Exercise task 1
Reproduce the Fauzia Ilyas biography below word for word.

Source passage
((

Fauzia Ilyas (born 1989) is a Dutch Pakistani speaker, political activist, and the president and co-founder of Atheist & Agnostic Alliance Pakistan. Ilyas, an open atheist and apostate of Islam, fled from Pakistan after receiving threats to her life and faced potential legal charges for blasphemy in Pakistan. Ilyas received asylum in the Netherlands, where she is now a critic of Islam and campaigner for feminism, secularism, and atheist rights in Pakistan.

Biography

Youth and arranged marriage 
Ilyas was born in 1989 and grew up in a religious Sunni Muslim family in Pakistan. At the age of 16, her father announced her arranged marriage with a businessman whom she had never met, and her new husband forced her to wear a veil and sexually abused her. Ilyas sought help from her parents, but they refused, giving Islamic excuses for her husband's behaviour. After daily unanswered prayers, Ilyas increasingly questioned the existence of Allah and professed her doubts to her husband, who reacted by forcing her out of their home and preventing her from seeing their daughter.

Apostasy and escape 

Later, Ilyas met a fellow atheist in Lahore named Sayed Gillani. They married and together founded Atheist & Agnostic Alliance Pakistan in 2012. After failing to keep their identities secret, Ilyas and Gillani faced death threats and charges of blasphemy, which is legally punishable by death in Pakistan. In 2015, they fled via Dubai to the Netherlands. First, Ilyas arrived in an asylum centre in Den Helder on 30 August, and was joined by Gillani in December after friends helped him fund his escape from Pakistan.

))

Exercise task 2
Transfer only the rows below, starting at the line containing "for the chain" and ending at the line containing "150,155,192,207", including both of those lines and the request text. Add 10 to each bounding box coordinate in the answers, and leave out the pictures.

Data rows

((

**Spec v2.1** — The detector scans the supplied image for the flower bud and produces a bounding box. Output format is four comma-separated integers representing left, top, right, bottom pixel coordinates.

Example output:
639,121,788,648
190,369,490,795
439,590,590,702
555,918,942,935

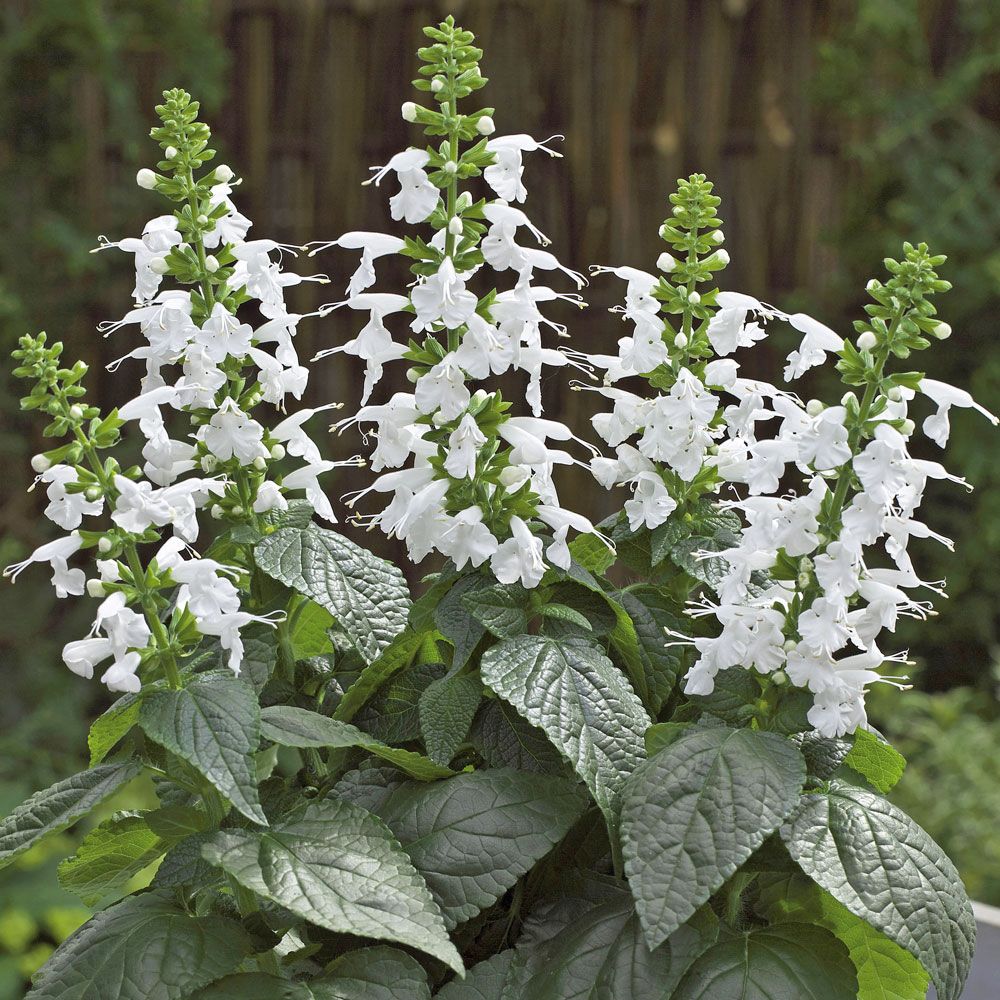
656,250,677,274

))
((

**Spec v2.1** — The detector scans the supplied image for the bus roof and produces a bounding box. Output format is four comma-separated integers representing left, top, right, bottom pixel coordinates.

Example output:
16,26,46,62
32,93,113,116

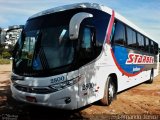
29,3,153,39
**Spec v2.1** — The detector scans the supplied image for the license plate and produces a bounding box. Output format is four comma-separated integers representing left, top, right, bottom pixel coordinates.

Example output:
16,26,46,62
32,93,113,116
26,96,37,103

))
((

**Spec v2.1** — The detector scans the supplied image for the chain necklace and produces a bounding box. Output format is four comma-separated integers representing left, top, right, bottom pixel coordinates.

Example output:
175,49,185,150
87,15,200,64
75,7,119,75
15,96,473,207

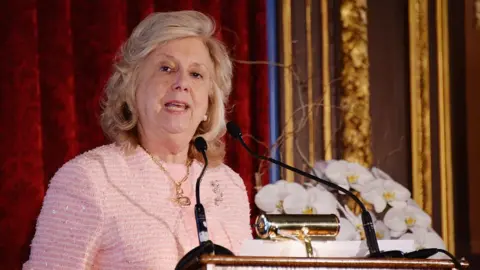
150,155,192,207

))

Expected output 1
Fauzia Ilyas (born 1989) is a Dutch Pakistani speaker, political activist, and the president and co-founder of Atheist & Agnostic Alliance Pakistan. Ilyas, an open atheist and apostate of Islam, fled from Pakistan after receiving threats to her life and faced potential legal charges for blasphemy in Pakistan. Ilyas received asylum in the Netherlands, where she is now a critic of Islam and campaigner for feminism, secularism, and atheist rights in Pakistan.

Biography

Youth and arranged marriage 
Ilyas was born in 1989 and grew up in a religious Sunni Muslim family in Pakistan. At the age of 16, her father announced her arranged marriage with a businessman whom she had never met, and her new husband forced her to wear a veil and sexually abused her. Ilyas sought help from her parents, but they refused, giving Islamic excuses for her husband's behaviour. After daily unanswered prayers, Ilyas increasingly questioned the existence of Allah and professed her doubts to her husband, who reacted by forcing her out of their home and preventing her from seeing their daughter.

Apostasy and escape 

Later, Ilyas met a fellow atheist in Lahore named Sayed Gillani. They married and together founded Atheist & Agnostic Alliance Pakistan in 2012. After failing to keep their identities secret, Ilyas and Gillani faced death threats and charges of blasphemy, which is legally punishable by death in Pakistan. In 2015, they fled via Dubai to the Netherlands. First, Ilyas arrived in an asylum centre in Den Helder on 30 August, and was joined by Gillani in December after friends helped him fund his escape from Pakistan.

Expected output 2
**Spec v2.1** — The detector scans the supplied image for the chain necklace and produces a bounding box. Output format is four comma-separated integers representing left, top, right, bottom pixel coordinates.

Example output:
175,49,185,150
87,15,200,64
75,7,119,75
15,96,473,207

160,165,202,217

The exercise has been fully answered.